**THE PROBLEM**
Put the lines of the data below into a JSON list of strings, one string per line and no blank lines, starting with the line that contains "the woman's face." and going on through the last line of the data.

**Excerpt from a dataset**
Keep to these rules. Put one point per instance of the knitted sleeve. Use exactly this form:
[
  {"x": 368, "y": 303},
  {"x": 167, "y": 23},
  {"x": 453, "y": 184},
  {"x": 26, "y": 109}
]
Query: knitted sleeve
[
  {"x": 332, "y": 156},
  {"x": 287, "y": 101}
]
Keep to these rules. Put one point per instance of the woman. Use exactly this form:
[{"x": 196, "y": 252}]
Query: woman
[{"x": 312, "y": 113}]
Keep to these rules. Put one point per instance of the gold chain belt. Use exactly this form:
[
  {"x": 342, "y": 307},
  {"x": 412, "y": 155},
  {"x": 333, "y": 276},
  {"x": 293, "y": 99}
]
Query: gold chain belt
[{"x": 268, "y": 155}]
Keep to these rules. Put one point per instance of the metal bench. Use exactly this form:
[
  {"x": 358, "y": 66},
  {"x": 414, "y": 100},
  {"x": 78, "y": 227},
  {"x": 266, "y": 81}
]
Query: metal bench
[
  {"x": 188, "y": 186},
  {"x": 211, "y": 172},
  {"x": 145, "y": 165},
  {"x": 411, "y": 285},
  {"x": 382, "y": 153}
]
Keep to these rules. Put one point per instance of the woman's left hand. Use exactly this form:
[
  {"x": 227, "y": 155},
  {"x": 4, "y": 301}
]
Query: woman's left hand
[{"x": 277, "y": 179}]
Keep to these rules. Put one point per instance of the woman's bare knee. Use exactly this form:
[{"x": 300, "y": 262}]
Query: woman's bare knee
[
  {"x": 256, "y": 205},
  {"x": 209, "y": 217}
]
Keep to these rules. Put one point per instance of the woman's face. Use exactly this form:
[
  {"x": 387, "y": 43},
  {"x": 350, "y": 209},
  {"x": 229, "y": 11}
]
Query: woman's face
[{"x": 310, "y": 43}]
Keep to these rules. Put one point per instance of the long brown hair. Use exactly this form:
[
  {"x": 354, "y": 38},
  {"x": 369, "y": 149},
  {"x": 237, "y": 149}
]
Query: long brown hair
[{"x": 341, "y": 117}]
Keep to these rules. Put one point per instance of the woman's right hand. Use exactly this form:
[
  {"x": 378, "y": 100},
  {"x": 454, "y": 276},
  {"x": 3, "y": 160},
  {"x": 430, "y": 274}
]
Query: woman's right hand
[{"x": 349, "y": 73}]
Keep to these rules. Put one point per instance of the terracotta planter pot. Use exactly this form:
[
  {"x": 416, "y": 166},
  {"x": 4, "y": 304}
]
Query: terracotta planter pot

**TASK OUTPUT**
[
  "Keep to these rules. Put one point per instance of the woman's face. Use exactly this form:",
  "[",
  "  {\"x\": 387, \"y\": 43},",
  "  {\"x\": 350, \"y\": 209},",
  "  {\"x\": 229, \"y\": 11}",
  "]",
  "Query: woman's face",
  "[{\"x\": 310, \"y\": 43}]",
  "Keep to these rules. Put one point per instance of the long brown hair. Use exactly this form:",
  "[",
  "  {\"x\": 354, \"y\": 38},",
  "  {\"x\": 369, \"y\": 149},",
  "  {\"x\": 237, \"y\": 149}",
  "]",
  "Query: long brown hair",
  "[{\"x\": 341, \"y\": 117}]",
  "Keep to these rules. Put one point per instance of the woman's right hand. Use exactly this form:",
  "[",
  "  {\"x\": 378, \"y\": 100},",
  "  {\"x\": 454, \"y\": 276},",
  "  {\"x\": 3, \"y\": 160},",
  "  {\"x\": 430, \"y\": 274}",
  "]",
  "Query: woman's right hand",
  "[{\"x\": 349, \"y\": 73}]",
  "Keep to these rules. Put one point per instance of the terracotta planter pot. Use exactly this form:",
  "[",
  "  {\"x\": 416, \"y\": 166},",
  "  {\"x\": 4, \"y\": 304}",
  "]",
  "Query: terracotta planter pot"
]